Семинария, епархиальное духовенство и обвинения в прозелитизме

С 1993 года при Колледже начала формироваться группа молодых людей, стремящихся к священническому призванию, и дон Бернардо начал отдавать им предпочтение. Семинария стала его творением и его семьей, сначала в Москве, а затем – в Санкт-Петербурге.
Когда он в 1995 году перебрался в историческое петербуржское здание, на некоторое время я взял на себя функции директора Колледжа, расположившегося во вновь отвоеванных незадолго до этого помещениях собора Непорочного Зачатия (который до реставрации был еще разделен на четыре этажа). В процессе развития семинарской деятельности еще более очевидно обнаружились историко-культурные различия между разными этническими группами католиков: помимо «западников» и «поляков», в среде духовенства сформировалась группа «русских», которые ранее были лишь мирянами, а ныне начали входить более непосредственно в центральные церковные структуры. Возникали серьезные трения, и отец Бернардо оказался прямо в эпицентре, пытаясь быть посредником между различными потребностями, но при этом всегда сохраняя покровительственный дух в отношении «своих» семинаристов.

Я полагаю, что именно в этот трудный момент, учитывая его особую ответственность, его личность оказалась недостаточно подготовленной к возникшей ситуации. Наступил момент всем вместе приложить особое усилие с тем, чтобы объединить разные души и придать определенную идентичность «русскому католичеству», которая учитывала бы этнические элементы, и согласие с универсальным духом католицизма как такового, наряду с глубокими аспектами открытости и обновления, пережитыми Католической Церковью за тридцать лет постсоборного периода (именно с доном Бернардо мы организовали в 1995 году в Колледже конференцию, посвященную этому юбилею).
Синтез же вырисовывался с трудом, уступая место русофильской и польскофильской поляризации (я, конечно же, упрощаю), и полагаю, что несколько романтическое и снисходительное отношение, которое, впрочем, было свойственно и другим, в том числе и мне самому, не способствовало правильному сближению различных элементов.
Кроме того, эта внутренняя для католической общины проблема имела очень серьезные последствия в том, какую позицию она занимала перед внешним миром, в отношении российского общества, вновь переживавшего тяжелейший кризис. В октябре 1993 года президент Ельцин был вынужден предпринять вооруженный штурм собственного парламента, восставшего против него. Последствия этого конфликта были дестабилизирующими: помимо трагедии чеченского народа и вспышки терроризма, по всей стране прокатилась эмоциональная националистическая волна с очертаниями совершенно непредвиденными и неконтролируемыми. После двух лет свободы и состояния крайней социальной шаткости Россия выражала все свое недовольство несправедливостью и противоречиями, вызванными неожиданным переходом к рыночной экономике, парламентской демократии и федеральной децентрализации. Ельцин оставался в должности еще семь лет, но уже утратил доверие, которое он заслужил как пророк перемен еще в годы Горбачева. Распространению коррупции и произволу олигархов начало противопоставлять себя то направление, которое разделяло большинство населения, требующего восстановления законности и порядка, во имя национальной гордости и против иностранного вмешательства, как в политическом смысле (ельцинский управляющий класс был очень американофильским), так и в идеологическом смысле (западный образ жизни не без основания обвинялся в нравственном и гражданском вырождении страны).

- [ИСХОДНЫЕ ДАННЫЕ]:
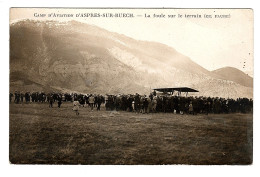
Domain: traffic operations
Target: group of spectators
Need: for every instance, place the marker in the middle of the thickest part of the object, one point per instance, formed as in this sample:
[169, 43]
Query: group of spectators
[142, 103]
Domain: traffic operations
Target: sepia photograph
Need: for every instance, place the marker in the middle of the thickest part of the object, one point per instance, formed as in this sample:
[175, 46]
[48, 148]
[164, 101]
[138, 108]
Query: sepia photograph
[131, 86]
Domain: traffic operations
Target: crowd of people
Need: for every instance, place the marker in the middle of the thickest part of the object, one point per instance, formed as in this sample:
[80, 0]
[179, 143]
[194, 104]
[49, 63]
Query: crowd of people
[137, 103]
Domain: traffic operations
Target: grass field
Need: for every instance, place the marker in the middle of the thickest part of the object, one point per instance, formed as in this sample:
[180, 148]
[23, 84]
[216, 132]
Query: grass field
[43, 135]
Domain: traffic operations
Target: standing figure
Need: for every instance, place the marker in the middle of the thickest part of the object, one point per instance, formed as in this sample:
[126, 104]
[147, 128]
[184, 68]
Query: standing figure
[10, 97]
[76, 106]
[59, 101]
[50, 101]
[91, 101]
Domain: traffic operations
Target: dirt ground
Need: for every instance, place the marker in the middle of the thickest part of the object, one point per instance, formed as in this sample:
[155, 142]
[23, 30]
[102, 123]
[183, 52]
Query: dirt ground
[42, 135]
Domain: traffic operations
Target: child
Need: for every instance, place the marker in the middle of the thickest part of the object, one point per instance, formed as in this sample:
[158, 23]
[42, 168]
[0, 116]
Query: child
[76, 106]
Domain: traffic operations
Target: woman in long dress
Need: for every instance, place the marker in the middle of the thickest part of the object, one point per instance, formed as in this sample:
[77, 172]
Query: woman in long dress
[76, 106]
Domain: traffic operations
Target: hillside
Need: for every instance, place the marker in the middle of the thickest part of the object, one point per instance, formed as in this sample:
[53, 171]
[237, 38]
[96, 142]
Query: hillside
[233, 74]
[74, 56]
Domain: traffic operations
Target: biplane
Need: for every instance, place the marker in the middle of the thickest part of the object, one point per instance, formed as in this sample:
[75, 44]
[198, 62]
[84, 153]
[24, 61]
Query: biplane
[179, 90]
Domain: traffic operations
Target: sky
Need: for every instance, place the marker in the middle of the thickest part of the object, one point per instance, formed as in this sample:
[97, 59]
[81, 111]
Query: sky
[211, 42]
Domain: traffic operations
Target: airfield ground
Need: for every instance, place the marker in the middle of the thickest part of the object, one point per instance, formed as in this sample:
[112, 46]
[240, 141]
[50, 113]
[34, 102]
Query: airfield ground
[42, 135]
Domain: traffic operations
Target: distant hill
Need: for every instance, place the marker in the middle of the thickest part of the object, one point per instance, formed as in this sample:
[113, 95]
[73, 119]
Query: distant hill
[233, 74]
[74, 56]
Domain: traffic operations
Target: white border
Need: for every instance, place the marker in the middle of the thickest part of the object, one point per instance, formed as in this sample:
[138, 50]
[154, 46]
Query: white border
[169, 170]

- [СПИСОК ЗАДАНИЙ]:
**1.** Ответьте на вопросы по тексту о семинарии:
(a) С какого года при Колледже начала формироваться группа молодых людей, стремящихся к священническому призванию?
(b) На сколько этажей был разделен собор Непорочного Зачатия до реставрации?
(c) Что был вынужден предпринять президент Ельцин в октябре 1993 года?
**2.** Пожалуйста, перепишите отрывок из текста о семинарии: начните с фрагмента, где есть слова «Я полагаю, что», и остановитесь после слов «посвященную этому юбилею).». Поменяйте в нем «конференцию» на «встречу».
Эти данные для работы не нужны.

- [ОТВЕТЫ К УПРАЖНЕНИЮ]:
**1.**
(a) С 1993 года.
(b) На четыре этажа.
(c) Вооруженный штурм собственного парламента, восставшего против него.

**2.**
Я полагаю, что именно в этот трудный момент, учитывая его особую ответственность, его личность оказалась недостаточно подготовленной к возникшей ситуации. Наступил момент всем вместе приложить особое усилие с тем, чтобы объединить разные души и придать определенную идентичность «русскому католичеству», которая учитывала бы этнические элементы, и согласие с универсальным духом католицизма как такового, наряду с глубокими аспектами открытости и обновления, пережитыми Католической Церковью за тридцать лет постсоборного периода (именно с доном Бернардо мы организовали в 1995 году в Колледже встречу, посвященную этому юбилею).